**Directions:** Retype all of the data below, keeping every line and character the same.

**Working data:**
"""
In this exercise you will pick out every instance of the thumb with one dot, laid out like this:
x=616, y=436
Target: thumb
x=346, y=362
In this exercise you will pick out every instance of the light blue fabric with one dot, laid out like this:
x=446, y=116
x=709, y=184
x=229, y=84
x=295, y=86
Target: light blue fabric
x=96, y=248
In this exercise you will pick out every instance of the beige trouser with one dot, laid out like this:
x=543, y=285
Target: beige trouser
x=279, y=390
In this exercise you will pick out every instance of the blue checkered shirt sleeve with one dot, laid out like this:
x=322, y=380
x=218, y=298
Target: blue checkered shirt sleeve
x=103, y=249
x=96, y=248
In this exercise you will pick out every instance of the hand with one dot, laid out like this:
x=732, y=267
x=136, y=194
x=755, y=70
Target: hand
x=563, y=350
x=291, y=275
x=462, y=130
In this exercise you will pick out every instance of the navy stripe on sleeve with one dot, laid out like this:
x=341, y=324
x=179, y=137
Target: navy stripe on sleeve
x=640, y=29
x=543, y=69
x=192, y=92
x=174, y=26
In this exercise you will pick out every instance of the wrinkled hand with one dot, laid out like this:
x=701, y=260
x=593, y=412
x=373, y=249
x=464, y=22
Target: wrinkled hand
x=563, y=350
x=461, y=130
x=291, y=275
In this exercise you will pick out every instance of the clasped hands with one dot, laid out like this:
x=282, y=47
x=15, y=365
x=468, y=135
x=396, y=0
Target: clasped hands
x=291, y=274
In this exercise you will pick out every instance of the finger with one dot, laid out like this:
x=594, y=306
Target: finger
"""
**Result of the task:**
In this exercise you will pick out every instance of the thumb with one dot, laid out like this:
x=616, y=436
Target: thumb
x=346, y=362
In this exercise you will pick out every instance of the light blue fabric with one dot, laid out like this:
x=446, y=116
x=709, y=184
x=229, y=84
x=295, y=86
Target: light blue fabric
x=96, y=248
In this exercise you will pick out every instance of the beige trouser with one dot, laid out like this:
x=543, y=285
Target: beige trouser
x=279, y=390
In this exercise you will pick out every instance of the blue checkered shirt sleeve with one dot, laid out like this:
x=322, y=380
x=218, y=298
Target: blue checkered shirt sleeve
x=103, y=249
x=96, y=248
In this exercise you will pick out every instance of the hand with one dot, laid out like this:
x=732, y=267
x=136, y=194
x=755, y=70
Target: hand
x=563, y=350
x=291, y=275
x=462, y=130
In this exercise you will pick out every instance of the navy stripe on sleeve with one dot, laid out like this:
x=341, y=324
x=179, y=137
Target: navy stripe on sleeve
x=640, y=29
x=543, y=69
x=192, y=92
x=174, y=26
In this exercise you will pick out every instance of the wrinkled hand with one dot, laid out like this:
x=701, y=260
x=593, y=412
x=373, y=249
x=464, y=22
Target: wrinkled hand
x=563, y=350
x=461, y=130
x=291, y=275
In this exercise you will pick out every instance of the clasped hands with one dot, laid out like this:
x=282, y=47
x=15, y=365
x=468, y=135
x=396, y=0
Target: clasped hands
x=291, y=274
In this exercise you will pick out every instance of the finger with one dot, laid out like this:
x=594, y=306
Target: finger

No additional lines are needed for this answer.